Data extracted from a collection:

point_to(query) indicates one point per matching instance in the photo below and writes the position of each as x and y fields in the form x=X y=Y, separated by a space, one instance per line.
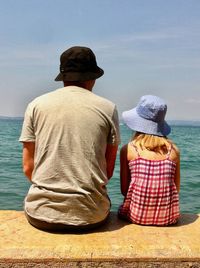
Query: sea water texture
x=14 y=185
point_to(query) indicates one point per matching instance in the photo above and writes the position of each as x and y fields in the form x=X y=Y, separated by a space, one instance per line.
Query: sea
x=14 y=185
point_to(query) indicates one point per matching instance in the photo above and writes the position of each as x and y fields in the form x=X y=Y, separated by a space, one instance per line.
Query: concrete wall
x=117 y=244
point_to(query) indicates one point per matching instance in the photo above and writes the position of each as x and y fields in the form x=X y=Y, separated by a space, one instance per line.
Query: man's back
x=71 y=128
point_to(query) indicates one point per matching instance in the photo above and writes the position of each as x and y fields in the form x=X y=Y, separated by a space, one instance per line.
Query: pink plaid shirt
x=152 y=197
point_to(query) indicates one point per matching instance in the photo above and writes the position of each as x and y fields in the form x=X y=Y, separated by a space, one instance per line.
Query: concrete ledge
x=117 y=244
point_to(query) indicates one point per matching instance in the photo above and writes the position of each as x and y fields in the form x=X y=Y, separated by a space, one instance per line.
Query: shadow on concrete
x=186 y=219
x=114 y=223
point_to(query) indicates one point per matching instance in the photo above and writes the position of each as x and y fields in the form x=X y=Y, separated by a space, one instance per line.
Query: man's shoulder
x=43 y=97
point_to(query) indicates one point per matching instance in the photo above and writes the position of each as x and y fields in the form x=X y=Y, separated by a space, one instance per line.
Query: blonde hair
x=151 y=142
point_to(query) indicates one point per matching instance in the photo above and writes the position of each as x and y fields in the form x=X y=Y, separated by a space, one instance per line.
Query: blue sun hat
x=148 y=116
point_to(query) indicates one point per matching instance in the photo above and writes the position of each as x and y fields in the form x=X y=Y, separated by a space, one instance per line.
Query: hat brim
x=79 y=76
x=140 y=124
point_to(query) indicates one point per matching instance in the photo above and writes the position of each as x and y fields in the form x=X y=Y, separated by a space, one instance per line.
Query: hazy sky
x=144 y=47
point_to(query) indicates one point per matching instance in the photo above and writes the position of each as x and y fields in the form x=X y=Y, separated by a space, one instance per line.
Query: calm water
x=14 y=185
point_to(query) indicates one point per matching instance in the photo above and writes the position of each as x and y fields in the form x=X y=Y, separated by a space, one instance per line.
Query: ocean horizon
x=14 y=185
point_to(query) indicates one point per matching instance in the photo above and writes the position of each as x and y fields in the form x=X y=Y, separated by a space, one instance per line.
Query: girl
x=149 y=166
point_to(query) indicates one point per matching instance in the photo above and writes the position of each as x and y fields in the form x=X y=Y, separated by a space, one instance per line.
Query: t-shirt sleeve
x=114 y=137
x=27 y=133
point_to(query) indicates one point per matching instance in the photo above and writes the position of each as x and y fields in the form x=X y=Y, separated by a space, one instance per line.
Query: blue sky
x=144 y=47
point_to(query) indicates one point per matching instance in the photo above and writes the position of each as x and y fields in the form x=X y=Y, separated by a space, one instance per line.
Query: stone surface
x=116 y=244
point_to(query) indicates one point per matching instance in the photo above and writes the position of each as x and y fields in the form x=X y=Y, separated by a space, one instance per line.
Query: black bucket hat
x=78 y=64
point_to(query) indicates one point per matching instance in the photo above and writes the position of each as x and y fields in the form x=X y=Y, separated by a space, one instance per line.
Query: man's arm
x=111 y=153
x=28 y=158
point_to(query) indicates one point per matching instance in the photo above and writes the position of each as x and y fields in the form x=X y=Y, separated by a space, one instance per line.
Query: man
x=70 y=138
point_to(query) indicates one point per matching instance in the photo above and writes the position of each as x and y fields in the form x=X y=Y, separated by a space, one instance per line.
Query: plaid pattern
x=152 y=197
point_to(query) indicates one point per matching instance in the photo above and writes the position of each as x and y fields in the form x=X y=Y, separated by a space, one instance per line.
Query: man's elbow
x=28 y=171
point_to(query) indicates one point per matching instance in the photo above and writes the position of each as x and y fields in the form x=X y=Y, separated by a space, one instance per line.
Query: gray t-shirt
x=71 y=128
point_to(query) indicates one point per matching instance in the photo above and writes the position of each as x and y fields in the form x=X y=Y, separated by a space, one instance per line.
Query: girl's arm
x=125 y=177
x=177 y=174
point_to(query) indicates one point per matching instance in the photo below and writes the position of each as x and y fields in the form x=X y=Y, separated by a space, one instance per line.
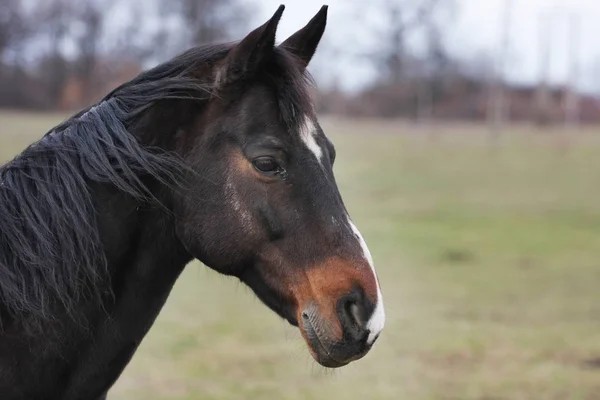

### Task brief
Restate the entries above word for word, minus the pictures.

### Exercise answer
point_to(query) indicates one point per matching instance in the photo below and writes the position of each as x and y fields in the form x=X y=Y, separated by a space, one instance per line.
Query: sea water texture
x=14 y=185
point_to(query) indicates one point per matching instance in the photo above and writes the position of each as x and y fields in the form x=X y=Y, separated by a space, one instance per line.
Query: sea
x=14 y=185
point_to(query) indicates one point per matching instance in the photo above and writes the position of each as x and y fields in the form x=X y=Y, separated by a space, one instance per line.
Query: concrete wall
x=117 y=244
point_to(query) indicates one point per matching instance in the photo above and writes the position of each as x and y fields in the form x=X y=Y, separated by a space, one instance per line.
Query: man's back
x=71 y=128
point_to(query) indicates one point per matching instance in the photo above and writes the position of each as x and y fields in the form x=X y=Y, separated by a space, one instance per line.
Query: pink plaid shirt
x=152 y=197
point_to(query) indicates one point per matching instance in the photo above and writes the position of each as x and y fields in the form x=X y=Y, separated by a space, one instance per line.
Query: concrete ledge
x=117 y=244
point_to(query) indicates one point per matching instance in the photo above and writes the position of each as x and y fields in the form x=X y=Y, separated by a space, one instance per line.
Query: shadow on concrete
x=186 y=219
x=114 y=223
point_to(query) indicates one point per matching instance in the photo above and writes the position of each as x and y fields in the form x=X y=Y, separated by a space, one instance per line.
Query: man's shoulder
x=43 y=97
point_to(query) indicates one point per matching instance in the photo above and writes the position of each as x and y fields in the form x=X y=Y, separated by a space, one instance per line.
Query: blonde hair
x=151 y=142
point_to(query) indicates one point per matching instance in the photo above and writes the position of each as x and y fields in the form x=X y=Y, separated by a space, one instance per line.
Query: blue sun hat
x=148 y=116
point_to(query) indicates one point per matching instance in the photo above and writes the position of each as x and y fields in the form x=X y=Y, separated by a space, one instance per line.
Query: hat brim
x=79 y=76
x=140 y=124
point_to(query) indicates one point per matching instance in the photo above and writes the position of each as x and y fields in the form x=X y=Y, separated by a space, one instance per line.
Query: hazy sky
x=144 y=47
point_to(query) indicates one point per matching instance in the photo above and writes the position of each as x and y fields in the form x=X y=Y, separated by a space, one instance per line.
Query: calm water
x=14 y=185
point_to(query) indicates one point per matching instance in the photo above and writes the position of each as x and y fields in the form x=X y=Y, separated by a space, one instance per line.
Query: ocean horizon
x=14 y=185
point_to(query) indicates one point per matching instance in the photo above and writes the position of each as x and y fields in the form x=X y=Y, separated by a space, one instance per line.
Query: girl
x=149 y=166
point_to(query) indicates one point per matching instance in the photo above and writes the position of each as x and y fields in the form x=X y=Y, separated by a space, one instance per line.
Query: t-shirt sleeve
x=114 y=137
x=27 y=133
point_to(query) indicates one point per matching instance in the photo above and writes the position of each as x and y fields in the form x=X y=Y, separated by a space, one instance per line.
Query: blue sky
x=144 y=47
point_to(query) indicates one point per matching instance in the photo above and writes the position of each as x and y fields in the form x=X y=Y, separated by a space, one instance per line.
Query: stone surface
x=116 y=244
point_to(query) indicates one point per matching instance in the photo above and writes the position of each as x and y fields in the form x=X y=Y, separated by a space, one instance per line.
Query: black bucket hat
x=78 y=64
point_to(query) indicates one point per matching instance in the photo above and writes the position of each as x and y fields in the form x=X y=Y, separated by a space, one instance per line.
Query: man's arm
x=111 y=153
x=28 y=158
point_to(query) indicates one point per matching instance in the photo above and writes the position of each as x and y fields in the form x=X y=Y, separated by a space, one instance per line.
Query: man
x=70 y=138
point_to(query) indicates one point per matching instance in the photo above and writes the position of each as x and y fields in the form x=X y=Y, separated by a space, one instance per line.
Query: plaid pattern
x=152 y=197
point_to(query) indicates one point per matching instance in the photo above and writes the position of each as x and y fields in the form x=X y=Y, separated by a space, one instance per line.
Query: man's elbow
x=28 y=171
point_to(query) indicates one point per matching instance in the photo above and writes the position of each as x and y fields in the form x=X y=Y, separated by a space, one instance per line.
Query: gray t-shirt
x=71 y=128
point_to(query) indicates one point per matching instance in the photo above and writes the position of each as x and y fields in the form x=X y=Y, separated by a space, one instance per line.
Query: girl's arm
x=125 y=177
x=177 y=174
point_to(query) indicates one point per matching instance in the photo below and writes the position of each as x and y fields in the form x=X y=Y, separated by a space, one instance per line.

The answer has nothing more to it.